Could you give again every line in the part that opens with the line containing "Give the mask of every instance of the **wood grain**" and closes with the line containing "(0, 0), (0, 37)]]", requests included, scaling each coordinate in the answers by 1.8 and rounding to whole numbers with halves going up?

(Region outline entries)
• • •
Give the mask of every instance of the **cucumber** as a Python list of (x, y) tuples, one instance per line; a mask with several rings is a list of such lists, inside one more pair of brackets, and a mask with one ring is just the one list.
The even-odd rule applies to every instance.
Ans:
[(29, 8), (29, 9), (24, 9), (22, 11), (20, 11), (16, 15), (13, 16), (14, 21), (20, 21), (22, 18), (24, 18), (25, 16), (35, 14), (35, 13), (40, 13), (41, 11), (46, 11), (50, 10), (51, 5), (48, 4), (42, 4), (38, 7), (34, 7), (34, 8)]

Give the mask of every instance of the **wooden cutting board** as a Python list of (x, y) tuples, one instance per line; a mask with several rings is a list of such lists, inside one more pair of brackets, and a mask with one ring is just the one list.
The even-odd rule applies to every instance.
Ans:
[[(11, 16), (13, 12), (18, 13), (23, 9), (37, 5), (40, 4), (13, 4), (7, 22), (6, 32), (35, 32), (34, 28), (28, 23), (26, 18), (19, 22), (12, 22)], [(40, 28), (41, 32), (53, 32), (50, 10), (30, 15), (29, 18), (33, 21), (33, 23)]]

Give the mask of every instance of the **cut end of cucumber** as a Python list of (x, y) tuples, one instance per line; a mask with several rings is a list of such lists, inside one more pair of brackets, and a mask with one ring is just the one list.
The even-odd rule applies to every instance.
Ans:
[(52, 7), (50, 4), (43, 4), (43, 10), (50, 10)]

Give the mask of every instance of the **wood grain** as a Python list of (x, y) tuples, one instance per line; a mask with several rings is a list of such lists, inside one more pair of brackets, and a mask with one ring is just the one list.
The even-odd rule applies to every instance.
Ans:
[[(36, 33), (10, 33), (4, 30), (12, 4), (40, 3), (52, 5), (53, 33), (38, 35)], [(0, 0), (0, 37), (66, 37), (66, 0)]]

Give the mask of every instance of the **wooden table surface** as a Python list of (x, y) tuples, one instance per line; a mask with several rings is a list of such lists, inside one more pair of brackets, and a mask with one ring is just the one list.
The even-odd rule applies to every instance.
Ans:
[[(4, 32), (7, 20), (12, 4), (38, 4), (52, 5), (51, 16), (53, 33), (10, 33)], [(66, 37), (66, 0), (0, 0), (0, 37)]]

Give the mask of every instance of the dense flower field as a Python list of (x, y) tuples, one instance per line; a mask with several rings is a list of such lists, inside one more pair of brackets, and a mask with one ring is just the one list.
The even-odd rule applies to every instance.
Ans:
• • •
# Completed exercise
Give the mask of every instance of the **wood grain** as a Python list of (x, y) tuples, one instance per line; a mask with several rings is a list of such lists, inside one more pair of brackets, and a mask with one ring is just the one list.
The even-odd rule applies to every instance.
Ans:
[[(65, 59), (18, 59), (7, 54), (22, 7), (72, 5), (94, 9), (95, 59), (68, 63)], [(0, 0), (0, 67), (119, 67), (119, 0)]]

Give the mask of every instance of the **wooden table surface** as a Python list of (x, y) tuples, one instance per line; a mask with several rings is a list of such lists, inside one more pair of brackets, and a mask with one ring is just the one list.
The even-odd rule applies to every instance.
Ans:
[[(7, 58), (13, 36), (22, 7), (68, 7), (94, 9), (92, 29), (95, 59), (18, 59)], [(119, 67), (119, 0), (0, 0), (0, 67)]]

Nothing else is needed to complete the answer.